— WHAT NEEDS TO BE DONE —
Set out the entries from the line containing "In this exercise you will locate the tree" through the last line of the entries as a numbered list, omitting any blank lines.
+++ INFORMATION GIVEN +++
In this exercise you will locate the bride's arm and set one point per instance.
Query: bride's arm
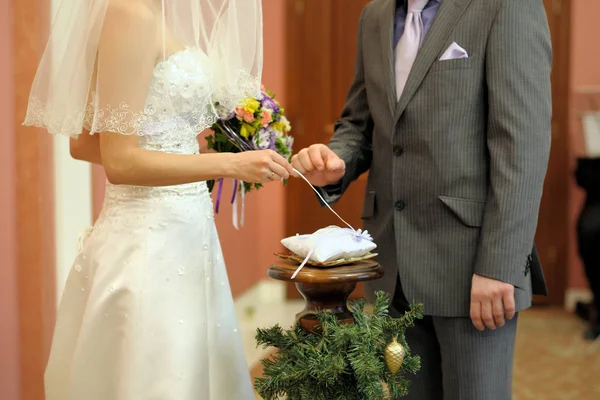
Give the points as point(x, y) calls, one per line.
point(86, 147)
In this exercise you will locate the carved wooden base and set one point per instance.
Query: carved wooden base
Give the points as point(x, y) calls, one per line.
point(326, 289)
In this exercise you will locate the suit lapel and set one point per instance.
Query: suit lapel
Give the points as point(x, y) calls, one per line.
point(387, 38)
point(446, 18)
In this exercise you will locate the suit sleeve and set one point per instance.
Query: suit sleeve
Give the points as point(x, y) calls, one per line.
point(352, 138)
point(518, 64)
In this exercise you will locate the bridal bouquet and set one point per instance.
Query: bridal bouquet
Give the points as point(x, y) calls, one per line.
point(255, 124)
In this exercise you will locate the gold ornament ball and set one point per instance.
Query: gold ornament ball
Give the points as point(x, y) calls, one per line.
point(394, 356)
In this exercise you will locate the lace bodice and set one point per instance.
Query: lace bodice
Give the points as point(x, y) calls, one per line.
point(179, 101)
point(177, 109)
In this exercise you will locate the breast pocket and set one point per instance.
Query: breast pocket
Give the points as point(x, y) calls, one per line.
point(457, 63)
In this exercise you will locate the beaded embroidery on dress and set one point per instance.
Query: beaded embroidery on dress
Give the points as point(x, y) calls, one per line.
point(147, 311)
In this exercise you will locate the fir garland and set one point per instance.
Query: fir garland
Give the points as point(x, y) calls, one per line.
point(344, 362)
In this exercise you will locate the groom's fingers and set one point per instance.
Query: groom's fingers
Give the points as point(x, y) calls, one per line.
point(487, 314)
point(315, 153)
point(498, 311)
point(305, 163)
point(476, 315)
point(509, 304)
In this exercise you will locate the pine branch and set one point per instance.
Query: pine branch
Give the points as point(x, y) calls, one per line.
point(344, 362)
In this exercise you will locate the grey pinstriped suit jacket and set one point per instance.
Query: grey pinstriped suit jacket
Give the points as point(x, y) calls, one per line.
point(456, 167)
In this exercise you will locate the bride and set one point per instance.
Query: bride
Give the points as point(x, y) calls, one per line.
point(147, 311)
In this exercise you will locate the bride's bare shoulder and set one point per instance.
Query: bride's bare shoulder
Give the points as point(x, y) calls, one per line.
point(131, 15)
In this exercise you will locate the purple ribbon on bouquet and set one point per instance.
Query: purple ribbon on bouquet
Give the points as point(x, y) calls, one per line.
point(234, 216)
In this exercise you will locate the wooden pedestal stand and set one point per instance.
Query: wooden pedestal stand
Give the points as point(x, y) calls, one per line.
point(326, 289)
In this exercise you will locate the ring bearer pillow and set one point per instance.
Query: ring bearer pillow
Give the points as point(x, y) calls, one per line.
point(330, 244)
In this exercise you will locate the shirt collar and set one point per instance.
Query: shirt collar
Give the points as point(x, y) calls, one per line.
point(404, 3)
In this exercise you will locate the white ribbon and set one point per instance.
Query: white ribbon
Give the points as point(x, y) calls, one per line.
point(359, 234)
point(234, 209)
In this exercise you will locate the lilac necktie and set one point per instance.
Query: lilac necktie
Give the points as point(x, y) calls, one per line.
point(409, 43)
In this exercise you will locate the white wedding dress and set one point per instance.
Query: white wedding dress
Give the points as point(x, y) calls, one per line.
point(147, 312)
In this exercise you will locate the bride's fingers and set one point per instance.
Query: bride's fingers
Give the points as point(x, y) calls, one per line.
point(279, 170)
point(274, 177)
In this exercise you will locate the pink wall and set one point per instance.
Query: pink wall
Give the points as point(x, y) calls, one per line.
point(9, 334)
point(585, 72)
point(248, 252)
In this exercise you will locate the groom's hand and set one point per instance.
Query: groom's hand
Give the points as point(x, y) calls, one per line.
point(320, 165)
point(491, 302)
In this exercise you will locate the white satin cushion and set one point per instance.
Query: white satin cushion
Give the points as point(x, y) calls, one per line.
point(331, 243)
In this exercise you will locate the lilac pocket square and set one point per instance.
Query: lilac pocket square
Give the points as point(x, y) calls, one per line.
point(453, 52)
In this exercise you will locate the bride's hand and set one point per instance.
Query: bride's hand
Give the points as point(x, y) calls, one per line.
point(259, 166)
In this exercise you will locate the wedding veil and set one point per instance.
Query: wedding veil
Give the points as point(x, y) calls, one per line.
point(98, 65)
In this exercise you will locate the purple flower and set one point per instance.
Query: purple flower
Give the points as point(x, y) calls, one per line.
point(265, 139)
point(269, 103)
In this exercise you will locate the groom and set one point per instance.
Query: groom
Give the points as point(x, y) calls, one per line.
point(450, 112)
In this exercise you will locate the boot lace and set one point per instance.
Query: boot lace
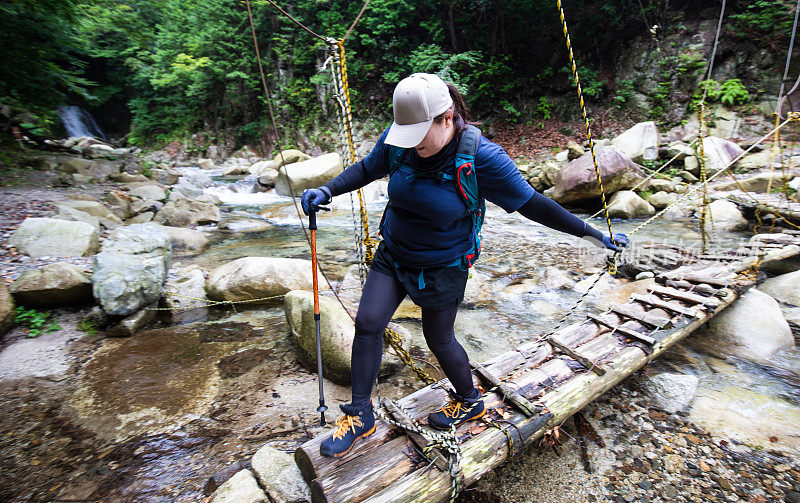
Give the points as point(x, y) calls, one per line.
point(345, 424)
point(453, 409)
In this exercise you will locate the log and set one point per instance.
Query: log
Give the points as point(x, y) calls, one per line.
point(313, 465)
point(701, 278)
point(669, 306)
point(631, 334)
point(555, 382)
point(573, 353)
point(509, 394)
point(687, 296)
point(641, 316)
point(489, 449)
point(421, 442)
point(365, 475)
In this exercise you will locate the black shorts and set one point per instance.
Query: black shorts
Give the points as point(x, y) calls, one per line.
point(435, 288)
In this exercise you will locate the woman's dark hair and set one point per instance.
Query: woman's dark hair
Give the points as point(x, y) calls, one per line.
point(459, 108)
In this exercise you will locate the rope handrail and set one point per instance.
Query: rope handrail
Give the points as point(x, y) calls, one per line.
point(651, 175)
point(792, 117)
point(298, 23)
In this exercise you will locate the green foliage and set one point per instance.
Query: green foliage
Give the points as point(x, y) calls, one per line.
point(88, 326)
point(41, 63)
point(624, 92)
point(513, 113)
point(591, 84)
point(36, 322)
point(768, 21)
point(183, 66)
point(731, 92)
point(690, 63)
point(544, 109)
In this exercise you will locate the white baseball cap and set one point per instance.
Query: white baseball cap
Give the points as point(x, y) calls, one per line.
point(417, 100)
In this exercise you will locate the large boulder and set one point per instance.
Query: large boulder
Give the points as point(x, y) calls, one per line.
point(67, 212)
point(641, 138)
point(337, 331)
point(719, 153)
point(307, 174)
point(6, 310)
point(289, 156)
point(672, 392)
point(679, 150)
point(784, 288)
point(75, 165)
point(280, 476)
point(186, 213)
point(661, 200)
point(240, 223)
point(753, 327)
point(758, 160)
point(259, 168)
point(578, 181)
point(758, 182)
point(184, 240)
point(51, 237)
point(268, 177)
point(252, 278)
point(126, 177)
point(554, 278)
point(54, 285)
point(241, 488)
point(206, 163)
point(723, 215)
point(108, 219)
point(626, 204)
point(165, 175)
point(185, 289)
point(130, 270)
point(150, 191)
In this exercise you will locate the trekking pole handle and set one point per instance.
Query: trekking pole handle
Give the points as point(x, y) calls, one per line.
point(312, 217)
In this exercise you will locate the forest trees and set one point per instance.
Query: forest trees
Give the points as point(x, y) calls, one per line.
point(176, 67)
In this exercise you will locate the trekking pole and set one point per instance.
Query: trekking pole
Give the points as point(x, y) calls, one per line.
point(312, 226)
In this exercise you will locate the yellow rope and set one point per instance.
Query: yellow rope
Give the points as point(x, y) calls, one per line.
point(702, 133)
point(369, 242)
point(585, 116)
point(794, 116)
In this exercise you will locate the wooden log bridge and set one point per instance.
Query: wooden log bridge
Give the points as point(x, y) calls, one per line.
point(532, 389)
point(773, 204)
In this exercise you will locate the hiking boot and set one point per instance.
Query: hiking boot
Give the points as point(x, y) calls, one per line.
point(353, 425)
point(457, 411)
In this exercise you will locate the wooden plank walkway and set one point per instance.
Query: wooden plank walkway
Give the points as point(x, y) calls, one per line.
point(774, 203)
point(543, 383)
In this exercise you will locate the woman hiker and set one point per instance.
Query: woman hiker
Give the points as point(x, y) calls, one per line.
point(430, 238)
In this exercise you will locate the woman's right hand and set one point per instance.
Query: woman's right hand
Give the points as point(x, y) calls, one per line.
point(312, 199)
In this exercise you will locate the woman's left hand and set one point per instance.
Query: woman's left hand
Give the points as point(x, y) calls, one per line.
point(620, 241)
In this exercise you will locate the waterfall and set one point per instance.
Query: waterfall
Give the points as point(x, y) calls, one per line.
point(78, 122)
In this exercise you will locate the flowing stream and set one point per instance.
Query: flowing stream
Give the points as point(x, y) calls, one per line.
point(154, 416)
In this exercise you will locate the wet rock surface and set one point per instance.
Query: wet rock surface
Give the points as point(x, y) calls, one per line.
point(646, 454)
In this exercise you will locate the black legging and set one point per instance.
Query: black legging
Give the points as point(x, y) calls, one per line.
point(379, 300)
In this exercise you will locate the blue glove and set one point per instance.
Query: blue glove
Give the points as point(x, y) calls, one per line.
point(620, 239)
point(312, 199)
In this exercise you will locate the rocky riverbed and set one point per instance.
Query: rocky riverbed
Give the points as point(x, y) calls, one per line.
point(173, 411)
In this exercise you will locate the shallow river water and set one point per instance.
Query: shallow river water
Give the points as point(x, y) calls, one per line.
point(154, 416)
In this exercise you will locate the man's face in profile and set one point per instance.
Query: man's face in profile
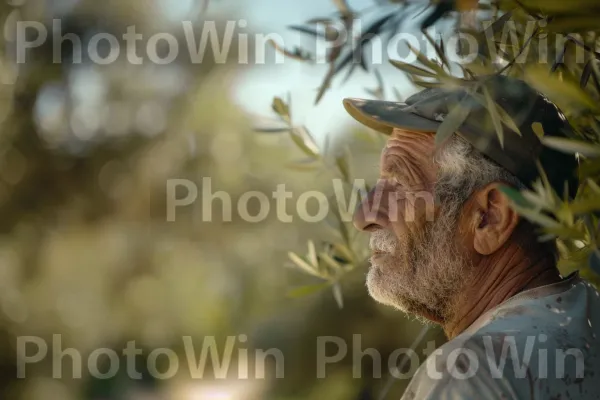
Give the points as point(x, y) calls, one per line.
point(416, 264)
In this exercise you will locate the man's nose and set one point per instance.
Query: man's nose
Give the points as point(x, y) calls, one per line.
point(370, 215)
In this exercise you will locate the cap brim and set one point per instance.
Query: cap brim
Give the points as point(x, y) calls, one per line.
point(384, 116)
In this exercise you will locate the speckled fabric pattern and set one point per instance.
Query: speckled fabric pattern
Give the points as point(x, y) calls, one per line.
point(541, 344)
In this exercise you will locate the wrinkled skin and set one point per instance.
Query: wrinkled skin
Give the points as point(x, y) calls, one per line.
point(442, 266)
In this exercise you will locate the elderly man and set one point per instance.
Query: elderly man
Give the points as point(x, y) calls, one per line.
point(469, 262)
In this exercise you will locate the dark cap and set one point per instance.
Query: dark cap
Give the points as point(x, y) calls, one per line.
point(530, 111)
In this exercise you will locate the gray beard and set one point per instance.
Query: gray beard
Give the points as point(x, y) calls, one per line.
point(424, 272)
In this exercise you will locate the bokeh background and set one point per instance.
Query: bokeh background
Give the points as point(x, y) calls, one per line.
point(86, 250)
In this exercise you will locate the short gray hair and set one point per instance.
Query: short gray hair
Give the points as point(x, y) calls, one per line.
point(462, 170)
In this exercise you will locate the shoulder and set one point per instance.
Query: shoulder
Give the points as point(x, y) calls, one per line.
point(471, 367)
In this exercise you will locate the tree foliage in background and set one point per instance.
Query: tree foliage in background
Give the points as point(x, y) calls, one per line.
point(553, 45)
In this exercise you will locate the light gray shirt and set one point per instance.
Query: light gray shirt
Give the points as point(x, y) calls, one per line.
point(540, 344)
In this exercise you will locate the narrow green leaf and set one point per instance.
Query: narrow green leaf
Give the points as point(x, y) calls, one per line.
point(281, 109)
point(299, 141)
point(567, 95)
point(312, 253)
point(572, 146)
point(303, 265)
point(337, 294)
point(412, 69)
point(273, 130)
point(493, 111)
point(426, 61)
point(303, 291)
+++
— EXERCISE OUTPUT —
1. In this exercise you will locate the tree foliage in background and set one point per instance.
2. Query: tree foliage in background
3. Give the points as point(x, y) calls, one per line.
4. point(553, 45)
5. In this exercise you will locate the light gray shirt and set one point per instance.
6. Query: light gray shirt
7. Give the points as point(x, y) calls, one per line.
8. point(540, 344)
9. In this exercise you will locate the narrow green leaf and set one point per instance.
10. Query: narrow green leaf
11. Give the points as point(x, y) calls, one per line.
12. point(281, 109)
13. point(299, 141)
14. point(567, 95)
15. point(312, 253)
16. point(572, 146)
17. point(303, 265)
18. point(337, 294)
19. point(412, 69)
20. point(273, 130)
21. point(493, 111)
22. point(426, 61)
23. point(303, 291)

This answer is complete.